● Provided entries
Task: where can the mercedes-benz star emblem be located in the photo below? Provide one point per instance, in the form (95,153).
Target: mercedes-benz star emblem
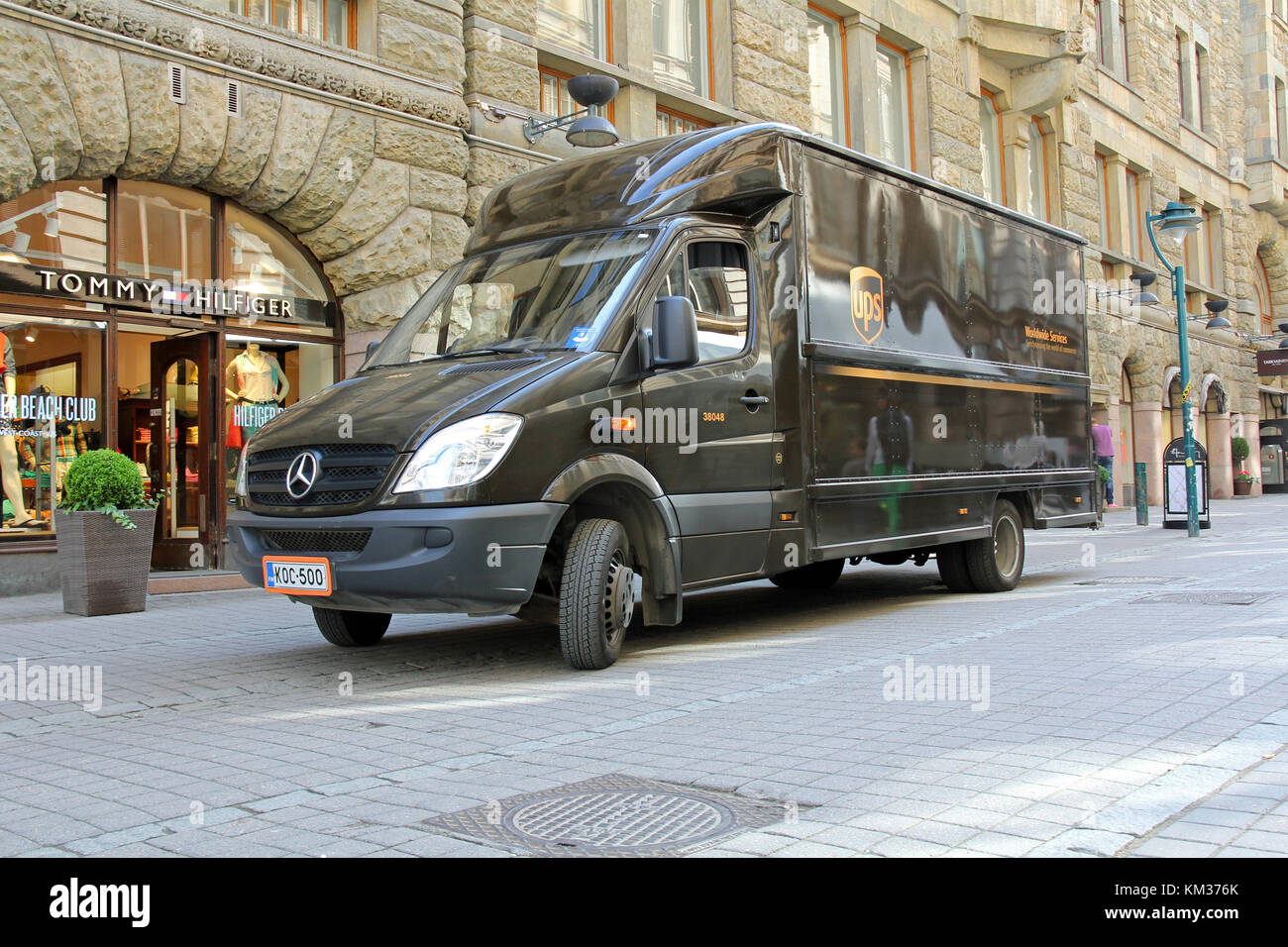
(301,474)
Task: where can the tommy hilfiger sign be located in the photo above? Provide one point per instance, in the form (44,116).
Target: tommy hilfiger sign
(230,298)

● Description of the task
Set down the entries shown above once more, exactly as they read, but without pictures.

● The completed task
Task: where can the mercedes-benz star emblem be located in the photo below? Provide one point per instance, in the form (95,153).
Target: mercedes-benz star emblem
(301,474)
Task: where can the tommy hilfiger sign be located in the photo above? Provide one point per instance, in the form (44,116).
Target: tommy hilfiger sign
(230,298)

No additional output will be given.